[Free-text object descriptions]
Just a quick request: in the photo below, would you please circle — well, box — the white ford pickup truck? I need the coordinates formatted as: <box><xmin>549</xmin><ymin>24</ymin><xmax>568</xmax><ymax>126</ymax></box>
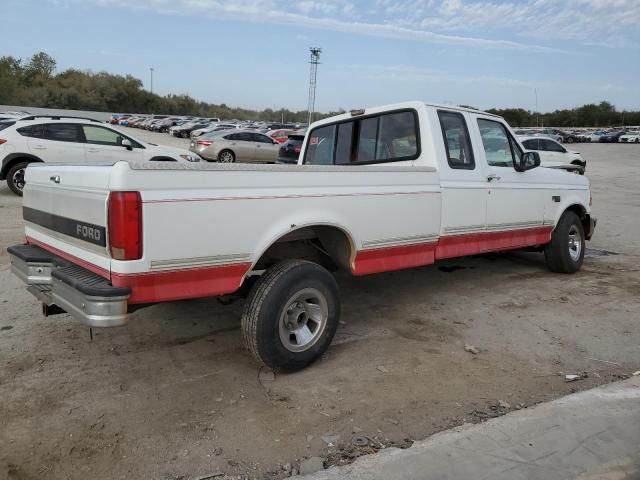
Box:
<box><xmin>8</xmin><ymin>102</ymin><xmax>596</xmax><ymax>371</ymax></box>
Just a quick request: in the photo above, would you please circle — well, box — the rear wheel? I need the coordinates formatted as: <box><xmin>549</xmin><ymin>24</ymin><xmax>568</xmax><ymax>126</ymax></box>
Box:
<box><xmin>218</xmin><ymin>150</ymin><xmax>235</xmax><ymax>163</ymax></box>
<box><xmin>7</xmin><ymin>161</ymin><xmax>30</xmax><ymax>196</ymax></box>
<box><xmin>544</xmin><ymin>211</ymin><xmax>585</xmax><ymax>273</ymax></box>
<box><xmin>241</xmin><ymin>260</ymin><xmax>340</xmax><ymax>371</ymax></box>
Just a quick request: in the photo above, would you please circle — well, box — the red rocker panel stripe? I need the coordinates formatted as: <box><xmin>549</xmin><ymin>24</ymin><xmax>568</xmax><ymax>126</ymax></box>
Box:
<box><xmin>111</xmin><ymin>263</ymin><xmax>252</xmax><ymax>304</ymax></box>
<box><xmin>352</xmin><ymin>226</ymin><xmax>554</xmax><ymax>275</ymax></box>
<box><xmin>435</xmin><ymin>226</ymin><xmax>553</xmax><ymax>260</ymax></box>
<box><xmin>352</xmin><ymin>242</ymin><xmax>437</xmax><ymax>276</ymax></box>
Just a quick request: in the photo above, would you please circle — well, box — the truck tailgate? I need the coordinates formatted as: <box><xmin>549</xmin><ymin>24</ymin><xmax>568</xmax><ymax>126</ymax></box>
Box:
<box><xmin>22</xmin><ymin>163</ymin><xmax>113</xmax><ymax>278</ymax></box>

**Exercise details**:
Make an exact copy of all entries above, dropping the images.

**Output for this task**:
Just a quick request: in the photo below, would you please circle — well, box — the white ford pickup truck? I need the coordinates formatted as: <box><xmin>549</xmin><ymin>24</ymin><xmax>568</xmax><ymax>126</ymax></box>
Box:
<box><xmin>8</xmin><ymin>102</ymin><xmax>596</xmax><ymax>371</ymax></box>
Just a quick request: in the photo above, would you please circle — well, box — the rear wheel? I need the coordinates formatted as: <box><xmin>549</xmin><ymin>24</ymin><xmax>568</xmax><ymax>126</ymax></box>
Box:
<box><xmin>218</xmin><ymin>150</ymin><xmax>235</xmax><ymax>163</ymax></box>
<box><xmin>7</xmin><ymin>161</ymin><xmax>30</xmax><ymax>196</ymax></box>
<box><xmin>544</xmin><ymin>211</ymin><xmax>585</xmax><ymax>273</ymax></box>
<box><xmin>241</xmin><ymin>260</ymin><xmax>340</xmax><ymax>371</ymax></box>
Just a quick request: in the photo above, would you please circle — well, box — the red rocker panel stripe? I need the coordinates formatted as: <box><xmin>549</xmin><ymin>24</ymin><xmax>568</xmax><ymax>126</ymax></box>
Box:
<box><xmin>111</xmin><ymin>263</ymin><xmax>252</xmax><ymax>304</ymax></box>
<box><xmin>352</xmin><ymin>226</ymin><xmax>554</xmax><ymax>275</ymax></box>
<box><xmin>435</xmin><ymin>226</ymin><xmax>553</xmax><ymax>260</ymax></box>
<box><xmin>352</xmin><ymin>242</ymin><xmax>437</xmax><ymax>276</ymax></box>
Just a quick request: in the photo above, would you please circle — well, box — the truck tailgate? I need the coordinates formatted as: <box><xmin>549</xmin><ymin>24</ymin><xmax>568</xmax><ymax>126</ymax></box>
Box:
<box><xmin>22</xmin><ymin>163</ymin><xmax>113</xmax><ymax>278</ymax></box>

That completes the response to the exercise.